-- Records to use start --
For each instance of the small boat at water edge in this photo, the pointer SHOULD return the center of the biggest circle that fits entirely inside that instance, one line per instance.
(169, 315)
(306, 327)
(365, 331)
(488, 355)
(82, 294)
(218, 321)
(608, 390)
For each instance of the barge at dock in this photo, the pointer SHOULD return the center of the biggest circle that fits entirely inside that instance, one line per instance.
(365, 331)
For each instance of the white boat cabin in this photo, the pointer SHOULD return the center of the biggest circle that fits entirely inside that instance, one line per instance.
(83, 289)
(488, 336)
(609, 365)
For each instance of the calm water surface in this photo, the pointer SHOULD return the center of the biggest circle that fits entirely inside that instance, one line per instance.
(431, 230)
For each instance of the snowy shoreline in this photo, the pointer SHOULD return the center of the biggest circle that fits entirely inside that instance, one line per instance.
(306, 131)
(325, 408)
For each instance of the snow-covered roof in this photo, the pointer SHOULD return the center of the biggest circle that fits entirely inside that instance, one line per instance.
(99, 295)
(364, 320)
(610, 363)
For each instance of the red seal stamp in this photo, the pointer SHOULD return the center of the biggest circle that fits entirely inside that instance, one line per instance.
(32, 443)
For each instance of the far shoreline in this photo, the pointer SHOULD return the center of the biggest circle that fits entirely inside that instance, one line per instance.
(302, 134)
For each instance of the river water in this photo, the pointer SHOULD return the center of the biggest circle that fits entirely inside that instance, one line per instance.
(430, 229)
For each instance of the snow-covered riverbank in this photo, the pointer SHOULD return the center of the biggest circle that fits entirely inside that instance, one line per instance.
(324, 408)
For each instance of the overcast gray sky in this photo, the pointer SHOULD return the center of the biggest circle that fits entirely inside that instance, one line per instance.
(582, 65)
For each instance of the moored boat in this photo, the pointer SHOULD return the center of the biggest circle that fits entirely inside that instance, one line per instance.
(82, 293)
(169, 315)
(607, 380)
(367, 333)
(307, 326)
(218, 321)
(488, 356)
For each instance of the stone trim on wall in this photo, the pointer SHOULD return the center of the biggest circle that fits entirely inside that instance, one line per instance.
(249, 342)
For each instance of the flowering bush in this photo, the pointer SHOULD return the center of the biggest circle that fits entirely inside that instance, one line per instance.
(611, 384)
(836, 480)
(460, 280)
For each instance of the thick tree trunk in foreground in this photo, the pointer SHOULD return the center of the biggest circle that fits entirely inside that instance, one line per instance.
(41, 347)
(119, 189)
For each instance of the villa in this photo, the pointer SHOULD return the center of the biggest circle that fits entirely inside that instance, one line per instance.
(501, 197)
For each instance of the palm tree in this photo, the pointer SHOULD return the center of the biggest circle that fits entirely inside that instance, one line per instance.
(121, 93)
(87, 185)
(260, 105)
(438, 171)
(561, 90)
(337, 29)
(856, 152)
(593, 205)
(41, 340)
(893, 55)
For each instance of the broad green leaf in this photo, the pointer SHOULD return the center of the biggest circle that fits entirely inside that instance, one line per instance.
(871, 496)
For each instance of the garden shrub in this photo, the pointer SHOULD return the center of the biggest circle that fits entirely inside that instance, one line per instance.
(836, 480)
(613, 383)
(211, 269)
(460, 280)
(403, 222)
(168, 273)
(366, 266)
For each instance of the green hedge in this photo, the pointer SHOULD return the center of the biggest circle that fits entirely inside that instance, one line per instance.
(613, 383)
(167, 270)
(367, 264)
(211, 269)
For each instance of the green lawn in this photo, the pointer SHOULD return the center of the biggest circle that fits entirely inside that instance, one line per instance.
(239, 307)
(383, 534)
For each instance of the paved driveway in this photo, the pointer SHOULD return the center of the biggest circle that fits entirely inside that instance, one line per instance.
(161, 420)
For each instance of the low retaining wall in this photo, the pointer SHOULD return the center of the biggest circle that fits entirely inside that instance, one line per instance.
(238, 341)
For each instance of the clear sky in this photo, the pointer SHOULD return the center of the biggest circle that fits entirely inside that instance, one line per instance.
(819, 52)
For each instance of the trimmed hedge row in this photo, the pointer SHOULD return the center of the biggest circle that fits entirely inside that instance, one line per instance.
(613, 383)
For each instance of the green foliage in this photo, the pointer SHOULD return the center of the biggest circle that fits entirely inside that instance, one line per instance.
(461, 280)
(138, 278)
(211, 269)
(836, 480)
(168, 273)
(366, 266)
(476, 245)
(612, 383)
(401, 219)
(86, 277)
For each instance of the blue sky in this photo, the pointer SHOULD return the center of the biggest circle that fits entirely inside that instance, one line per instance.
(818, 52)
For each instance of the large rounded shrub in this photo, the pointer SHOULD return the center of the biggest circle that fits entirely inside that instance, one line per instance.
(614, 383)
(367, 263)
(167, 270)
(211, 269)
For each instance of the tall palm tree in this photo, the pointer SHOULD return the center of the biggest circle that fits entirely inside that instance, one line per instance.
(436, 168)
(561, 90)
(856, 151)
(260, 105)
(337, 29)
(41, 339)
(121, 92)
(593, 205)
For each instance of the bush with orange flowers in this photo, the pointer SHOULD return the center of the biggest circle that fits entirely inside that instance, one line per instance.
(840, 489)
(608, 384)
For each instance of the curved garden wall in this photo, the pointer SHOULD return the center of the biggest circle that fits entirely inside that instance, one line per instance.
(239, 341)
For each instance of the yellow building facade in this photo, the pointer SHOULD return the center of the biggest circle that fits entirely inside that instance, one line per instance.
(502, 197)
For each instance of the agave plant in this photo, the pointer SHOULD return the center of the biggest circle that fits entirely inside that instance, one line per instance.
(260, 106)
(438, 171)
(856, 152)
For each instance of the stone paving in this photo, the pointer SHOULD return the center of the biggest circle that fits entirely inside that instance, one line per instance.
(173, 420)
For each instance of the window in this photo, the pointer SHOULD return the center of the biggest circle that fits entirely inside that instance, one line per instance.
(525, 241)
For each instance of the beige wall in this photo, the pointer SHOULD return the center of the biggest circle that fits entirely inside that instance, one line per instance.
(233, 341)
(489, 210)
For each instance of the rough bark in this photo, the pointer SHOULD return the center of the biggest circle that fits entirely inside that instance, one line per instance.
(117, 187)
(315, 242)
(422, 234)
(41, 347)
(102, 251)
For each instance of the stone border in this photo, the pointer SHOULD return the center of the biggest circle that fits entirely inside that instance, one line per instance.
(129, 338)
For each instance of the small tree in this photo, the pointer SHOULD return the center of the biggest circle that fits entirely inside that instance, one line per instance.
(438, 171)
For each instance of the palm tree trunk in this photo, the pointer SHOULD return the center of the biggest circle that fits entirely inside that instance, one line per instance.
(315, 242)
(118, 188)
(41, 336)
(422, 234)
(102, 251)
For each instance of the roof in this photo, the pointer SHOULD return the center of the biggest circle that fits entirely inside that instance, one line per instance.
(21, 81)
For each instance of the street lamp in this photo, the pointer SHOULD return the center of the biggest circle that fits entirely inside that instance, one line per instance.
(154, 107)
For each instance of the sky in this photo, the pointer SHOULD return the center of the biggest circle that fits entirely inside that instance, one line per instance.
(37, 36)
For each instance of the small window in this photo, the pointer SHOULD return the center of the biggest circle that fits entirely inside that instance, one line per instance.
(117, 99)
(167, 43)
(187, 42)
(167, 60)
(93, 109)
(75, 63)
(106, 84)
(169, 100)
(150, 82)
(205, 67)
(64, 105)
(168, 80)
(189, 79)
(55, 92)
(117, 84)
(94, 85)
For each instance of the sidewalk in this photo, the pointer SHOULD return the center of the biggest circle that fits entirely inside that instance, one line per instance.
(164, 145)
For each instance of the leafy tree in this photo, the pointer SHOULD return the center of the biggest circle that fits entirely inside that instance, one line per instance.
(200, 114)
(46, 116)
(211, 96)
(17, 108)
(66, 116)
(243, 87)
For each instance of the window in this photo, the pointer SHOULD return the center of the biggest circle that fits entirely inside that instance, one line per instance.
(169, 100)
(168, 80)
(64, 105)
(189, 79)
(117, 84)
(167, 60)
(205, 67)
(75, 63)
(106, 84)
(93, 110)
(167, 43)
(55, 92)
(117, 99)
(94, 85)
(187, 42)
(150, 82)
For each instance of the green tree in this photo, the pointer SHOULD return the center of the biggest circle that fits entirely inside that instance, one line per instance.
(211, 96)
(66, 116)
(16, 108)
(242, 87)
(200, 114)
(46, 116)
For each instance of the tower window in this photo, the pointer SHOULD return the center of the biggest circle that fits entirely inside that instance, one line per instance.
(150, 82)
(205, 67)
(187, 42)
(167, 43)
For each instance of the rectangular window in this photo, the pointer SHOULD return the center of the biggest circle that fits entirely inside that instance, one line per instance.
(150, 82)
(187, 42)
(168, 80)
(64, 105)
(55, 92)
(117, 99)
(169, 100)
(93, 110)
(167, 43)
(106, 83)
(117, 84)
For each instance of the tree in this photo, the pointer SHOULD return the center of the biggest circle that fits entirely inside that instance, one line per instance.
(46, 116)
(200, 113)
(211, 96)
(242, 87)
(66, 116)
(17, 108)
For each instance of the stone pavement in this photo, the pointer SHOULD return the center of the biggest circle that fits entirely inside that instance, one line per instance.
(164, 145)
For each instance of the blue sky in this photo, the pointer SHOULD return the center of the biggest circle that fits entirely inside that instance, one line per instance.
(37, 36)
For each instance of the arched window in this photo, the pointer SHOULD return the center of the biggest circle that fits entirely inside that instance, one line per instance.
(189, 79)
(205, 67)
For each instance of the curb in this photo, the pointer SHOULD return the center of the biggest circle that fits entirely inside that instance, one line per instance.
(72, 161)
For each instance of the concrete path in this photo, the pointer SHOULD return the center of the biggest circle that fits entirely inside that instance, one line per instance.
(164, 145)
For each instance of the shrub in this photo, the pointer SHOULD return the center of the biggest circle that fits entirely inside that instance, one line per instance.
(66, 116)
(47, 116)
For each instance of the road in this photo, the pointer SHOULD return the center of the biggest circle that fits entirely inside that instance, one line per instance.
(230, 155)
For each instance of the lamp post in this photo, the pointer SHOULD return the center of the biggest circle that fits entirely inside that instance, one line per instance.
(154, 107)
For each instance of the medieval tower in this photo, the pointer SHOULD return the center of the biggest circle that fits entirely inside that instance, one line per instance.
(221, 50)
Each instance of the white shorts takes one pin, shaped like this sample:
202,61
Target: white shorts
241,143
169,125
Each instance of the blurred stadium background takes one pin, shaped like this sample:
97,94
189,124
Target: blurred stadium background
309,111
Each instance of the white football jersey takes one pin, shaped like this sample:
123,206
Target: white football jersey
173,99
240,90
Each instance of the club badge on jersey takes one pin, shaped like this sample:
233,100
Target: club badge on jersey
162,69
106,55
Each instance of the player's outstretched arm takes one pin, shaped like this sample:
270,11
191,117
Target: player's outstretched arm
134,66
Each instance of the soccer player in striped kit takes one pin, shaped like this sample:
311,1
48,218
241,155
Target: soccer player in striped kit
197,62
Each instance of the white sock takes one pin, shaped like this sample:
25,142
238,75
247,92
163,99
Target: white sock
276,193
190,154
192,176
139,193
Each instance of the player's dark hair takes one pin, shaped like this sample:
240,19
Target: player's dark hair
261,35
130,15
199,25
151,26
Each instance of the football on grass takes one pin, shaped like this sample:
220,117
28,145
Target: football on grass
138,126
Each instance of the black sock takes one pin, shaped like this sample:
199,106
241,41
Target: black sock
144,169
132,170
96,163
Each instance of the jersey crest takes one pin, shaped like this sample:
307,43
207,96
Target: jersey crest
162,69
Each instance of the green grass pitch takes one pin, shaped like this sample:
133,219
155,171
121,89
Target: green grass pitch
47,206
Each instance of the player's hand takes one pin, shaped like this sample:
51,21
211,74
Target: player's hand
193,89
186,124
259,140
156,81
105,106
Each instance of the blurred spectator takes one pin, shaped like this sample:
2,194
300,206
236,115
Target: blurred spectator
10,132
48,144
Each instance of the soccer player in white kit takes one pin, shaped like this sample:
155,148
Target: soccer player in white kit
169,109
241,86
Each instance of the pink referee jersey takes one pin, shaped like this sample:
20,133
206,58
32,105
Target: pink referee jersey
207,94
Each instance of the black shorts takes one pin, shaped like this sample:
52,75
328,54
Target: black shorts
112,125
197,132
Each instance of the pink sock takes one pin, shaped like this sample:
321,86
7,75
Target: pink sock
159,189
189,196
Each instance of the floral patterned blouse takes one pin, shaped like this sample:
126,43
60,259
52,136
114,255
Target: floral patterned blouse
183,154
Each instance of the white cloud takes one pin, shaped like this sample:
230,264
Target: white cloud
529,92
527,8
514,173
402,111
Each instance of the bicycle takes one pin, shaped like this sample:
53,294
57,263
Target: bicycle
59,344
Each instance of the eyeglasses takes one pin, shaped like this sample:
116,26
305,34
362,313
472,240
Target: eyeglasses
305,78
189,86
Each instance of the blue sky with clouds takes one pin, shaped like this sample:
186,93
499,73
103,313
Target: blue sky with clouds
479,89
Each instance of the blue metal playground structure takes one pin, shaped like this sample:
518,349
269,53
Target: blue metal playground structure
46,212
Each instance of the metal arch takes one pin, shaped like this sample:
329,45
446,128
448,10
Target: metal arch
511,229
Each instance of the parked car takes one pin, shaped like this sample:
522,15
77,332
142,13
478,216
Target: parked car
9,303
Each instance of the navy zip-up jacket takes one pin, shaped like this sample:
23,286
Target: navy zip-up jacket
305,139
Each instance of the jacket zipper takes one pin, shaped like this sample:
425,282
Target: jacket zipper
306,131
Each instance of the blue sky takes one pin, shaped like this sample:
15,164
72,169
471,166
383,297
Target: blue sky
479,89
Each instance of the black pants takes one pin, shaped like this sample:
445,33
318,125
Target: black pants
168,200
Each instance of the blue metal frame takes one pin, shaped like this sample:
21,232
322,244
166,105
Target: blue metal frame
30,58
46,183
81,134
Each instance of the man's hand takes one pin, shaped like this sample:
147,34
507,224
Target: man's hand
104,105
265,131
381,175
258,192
-- Records to use end --
◆ Work to be completed ◆
Could you reproduce, unchanged, every line from the one containing "Each instance of the blue sky with" through the final line of the items, including both of those lines?

◆ Answer to this exercise ◆
Each instance of the blue sky with clouds takes one pin, shaped like this sample:
186,93
499,73
103,313
Target: blue sky with clouds
479,89
Each instance of the blue metal playground structure takes one pin, shaped like this sample:
518,349
269,53
Target: blue metal playground structure
46,212
Each instance of the metal arch takes one pin, shaped like this sample:
329,45
446,128
448,10
Target: metal arch
511,229
Each instance of the parked car takes one pin, shaped like this sample:
522,15
77,332
142,13
478,216
Target: parked car
9,303
Each instance of the navy zip-up jacket takes one pin, shaped like this sample:
23,286
Target: navy zip-up jacket
305,139
Each instance of the jacket zipper takes one pin, shaped like this sample:
425,282
Target: jacket zipper
306,131
Each instance of the blue sky takes one pin, shaped like this sample:
15,164
72,169
471,166
383,297
Target: blue sky
479,89
Each instance of the black pants takes one pin, shaped like this sample:
445,33
318,125
Target: black pants
168,200
Each instance of the blue metal frame takes one pin, shaped like this sample:
21,232
322,244
166,105
Target: blue metal frame
30,58
46,183
81,134
Each instance of the man's hand takes one pin, shaped like this sample:
147,34
507,224
Target: man's hand
104,105
265,131
381,175
258,192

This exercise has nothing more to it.